*What to do*:
[1] In the account below of the FTC's challenge to St. Luke's acquisition of the Saltzer Medical Group, in what month and year did the FTC file its complaint for an injunction?
[2] Carry on the account below of the FTC's challenge to St. Luke's acquisition of the Saltzer Medical Group, beginning after its final sentence.

On January 24, 2014, the FTC won its court battle against St. Luke’s Health System’s acquisition of a large primary physician group – the Saltzer Medical Group – in Nampa, Idaho.
In March 2013, the FTC filed a complaint for an injunction against St. Luke’s, alleging that the Saltzer acquisition, which was not reportable to the federal antitrust agencies under the Hart-Scott-Rodino Antitrust Improvements Act (“HSR Act”), would create a single, dominant provider of primary care physician services in Nampa, Idaho. The FTC alleged that the acquisition would provide St. Luke’s with greater bargaining leverage with commercial insurance health plans, because any attractive insurance plan would need to offer primary care services from St. Luke’s-Saltzer – resulting in higher prices for those services that ultimately would be passed on by the insurance plans to local employers and their employees.

*Recorded data*:
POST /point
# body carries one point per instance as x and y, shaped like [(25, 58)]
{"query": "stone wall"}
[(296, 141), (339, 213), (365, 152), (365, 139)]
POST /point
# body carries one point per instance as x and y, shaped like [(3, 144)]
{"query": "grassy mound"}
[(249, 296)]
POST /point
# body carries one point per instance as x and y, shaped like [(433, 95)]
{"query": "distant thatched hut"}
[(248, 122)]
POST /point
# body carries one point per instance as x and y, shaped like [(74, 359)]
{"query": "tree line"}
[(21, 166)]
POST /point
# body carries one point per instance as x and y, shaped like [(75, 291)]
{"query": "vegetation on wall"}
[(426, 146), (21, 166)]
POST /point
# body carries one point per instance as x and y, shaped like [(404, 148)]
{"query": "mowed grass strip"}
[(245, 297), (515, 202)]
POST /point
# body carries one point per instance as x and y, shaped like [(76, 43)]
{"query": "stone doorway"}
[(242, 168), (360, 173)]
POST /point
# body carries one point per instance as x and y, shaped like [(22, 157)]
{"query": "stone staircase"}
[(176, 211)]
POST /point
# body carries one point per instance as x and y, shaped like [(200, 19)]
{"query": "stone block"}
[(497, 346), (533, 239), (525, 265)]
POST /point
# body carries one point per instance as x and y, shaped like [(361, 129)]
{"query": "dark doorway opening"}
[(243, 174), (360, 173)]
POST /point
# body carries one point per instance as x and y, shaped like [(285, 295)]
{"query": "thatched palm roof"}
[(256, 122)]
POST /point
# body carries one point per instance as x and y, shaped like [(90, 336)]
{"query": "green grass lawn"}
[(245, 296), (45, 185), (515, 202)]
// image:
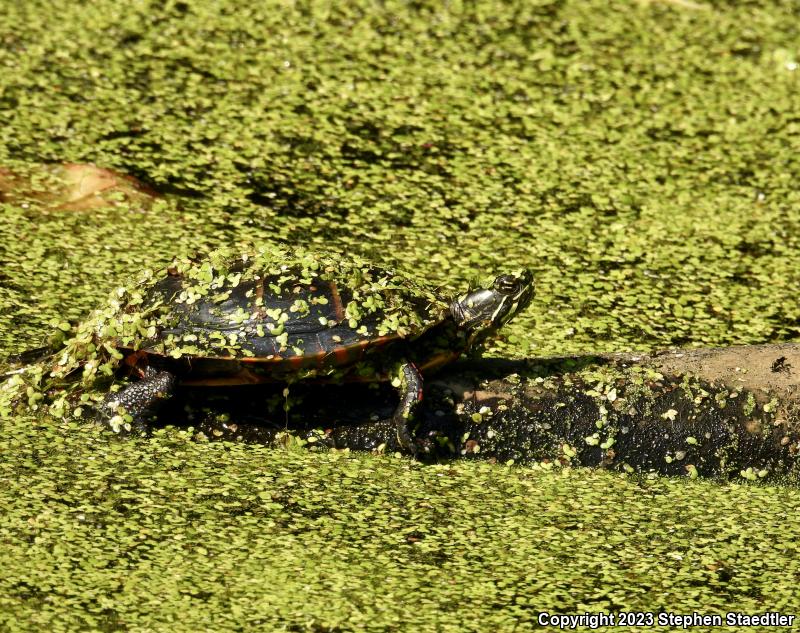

*Your written answers*:
[1] March 2013

[2]
Judge Lynn Winmill’s opinion agreed with the FTC’s view of the market. The Judge concluded that the combined entity would control 80% of the primary care physicians in Nampa, would enable St. Luke’s to negotiate higher reimbursement rates with commercial health care plans that would be passed on to consumers; and raise rates for ancillary services, such as x-rays, to the higher hospital-billing rates. The Judge noted that while St. Luke’s has a proven track record of putting the well-being of patients at the forefront of its operations, and that the merger is primarily intended to improve patient outcomes, the merger may nevertheless have significant anti-competitive effects that will ultimately raise the cost of healthcare for consumers in the Nampa area. Accordingly, the court issued a permanent injunction against the acquisition and ordered St. Luke’s to divest itself of the physicians and assets acquired from the Saltzer group.
Judge Winmill acknowledged that the acquisition was intended to improve patient outcomes and likely would have done so if the acquisition had been left intact. And it also applauded St. Luke’s for its integrated approach to the delivery of health care throughout the Treasure Valley of Idaho. Judge Winmill also indicated that she will be issuing her full analysis, including findings of facts and conclusions of law, after the parties have an opportunity raise any confidentiality objections.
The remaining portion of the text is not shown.